- _Passage for review_:
▬▬▬▬▬▬
A young person with diabetes could earn an average of $160,000 less over their lifetime compared to someone without the disease, according to a study published in the most recent issue of the journal Health Affairs.
Adolescents with diabetes are also more likely to drop out of high school than their peers — a more pronounced difference than seen in racial or gender disparities — and complete .25 fewer years of school, researchers found. That adds up to 150,000 lost years of school across the American population, according to the study, which was based on data gathered from following 15,000 adolescents until age 30.
Jesse M. Fletcher, lead author and associate professor of health policy at the Yale School of Public Health, says the study results are cause for concern at a time when diabetes affects 23 million Americans. That number is rising as the population grows more obese.
“High school is relatively young to have such large effects,” Fletcher says. And because high school dropouts are more likely to need food stamps and welfare and to spend time in jail, the impact on society is potentially large, he adds.
It’s not clear why kids with diabetes are less likely to finish school. One possibility is they miss school more often because of medical issues. Families may face financial difficulties as they struggle to pay for the high costs of a chronic illness, Fletcher says. He notes that more research should be done on elementary and junior high students to see if early screening and interventions would help them stay in school.
▬▬▬▬▬▬
- _Source information_:
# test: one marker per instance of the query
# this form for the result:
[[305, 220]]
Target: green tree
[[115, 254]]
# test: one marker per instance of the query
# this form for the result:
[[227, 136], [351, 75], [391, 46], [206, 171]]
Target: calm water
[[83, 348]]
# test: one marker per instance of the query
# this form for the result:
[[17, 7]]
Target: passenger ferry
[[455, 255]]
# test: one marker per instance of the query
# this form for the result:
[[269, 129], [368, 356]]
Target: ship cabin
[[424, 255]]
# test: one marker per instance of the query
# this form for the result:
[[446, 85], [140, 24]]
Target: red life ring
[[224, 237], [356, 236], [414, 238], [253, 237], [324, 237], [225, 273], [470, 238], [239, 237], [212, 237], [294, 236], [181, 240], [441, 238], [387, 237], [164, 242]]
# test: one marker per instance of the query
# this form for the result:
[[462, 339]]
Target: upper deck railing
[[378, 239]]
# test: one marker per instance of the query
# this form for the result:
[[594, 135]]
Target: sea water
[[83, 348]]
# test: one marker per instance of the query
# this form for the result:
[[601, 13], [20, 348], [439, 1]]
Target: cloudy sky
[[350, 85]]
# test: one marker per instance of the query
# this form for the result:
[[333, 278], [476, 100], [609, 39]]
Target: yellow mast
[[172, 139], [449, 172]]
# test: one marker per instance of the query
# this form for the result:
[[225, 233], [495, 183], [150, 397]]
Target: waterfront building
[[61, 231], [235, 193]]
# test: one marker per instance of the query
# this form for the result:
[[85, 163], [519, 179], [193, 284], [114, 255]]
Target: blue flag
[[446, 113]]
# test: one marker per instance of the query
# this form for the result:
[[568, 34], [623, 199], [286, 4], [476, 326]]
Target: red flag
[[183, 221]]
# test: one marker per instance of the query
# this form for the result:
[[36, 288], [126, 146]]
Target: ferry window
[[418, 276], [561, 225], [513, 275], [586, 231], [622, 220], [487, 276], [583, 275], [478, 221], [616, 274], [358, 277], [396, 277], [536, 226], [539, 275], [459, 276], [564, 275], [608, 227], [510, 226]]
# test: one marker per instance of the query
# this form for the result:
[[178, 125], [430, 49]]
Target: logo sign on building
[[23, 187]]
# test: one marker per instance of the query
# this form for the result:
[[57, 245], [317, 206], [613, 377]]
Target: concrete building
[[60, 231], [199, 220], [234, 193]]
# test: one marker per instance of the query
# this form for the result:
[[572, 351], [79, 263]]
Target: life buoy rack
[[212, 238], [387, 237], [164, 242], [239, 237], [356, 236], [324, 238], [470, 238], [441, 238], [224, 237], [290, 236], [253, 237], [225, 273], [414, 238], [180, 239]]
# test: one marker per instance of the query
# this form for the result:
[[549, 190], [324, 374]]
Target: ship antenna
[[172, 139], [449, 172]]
▬▬▬▬▬▬
Extend the article on how diabetes affects young people's schooling and earnings, starting after its last sentence. The material stands apart from the article on diabetes and schooling.

As for people earning less in the workforce, the researchers offer several possible explanations. Fletcher says some employers may be reluctant to hire workers with diabetes or may pay them less to account for higher health care costs — a practice that is illegal if it can be proven. If diabetic workers are absent more frequently, they also may be passed over for promotions. They may also avoid leaving a company to seek better opportunities because they fear losing their health insurance.
Even just having a parent with diabetes reduced a child’s likelihood of going to college and of being employed by the age of 30.
Overall, the United States spends more than $200 billion on diabetes each year, including the cost of health care and lost productivity for those with the illness.
The study is based on data from the National Longitudinal Study of Adolescent Health, which was collected at four points between 1994 and 2008. The Health Affairs study controlled for a broad set of comorbidities, including obesity and family background, but it did not differentiate between Type 1 and Type 2 diabetes.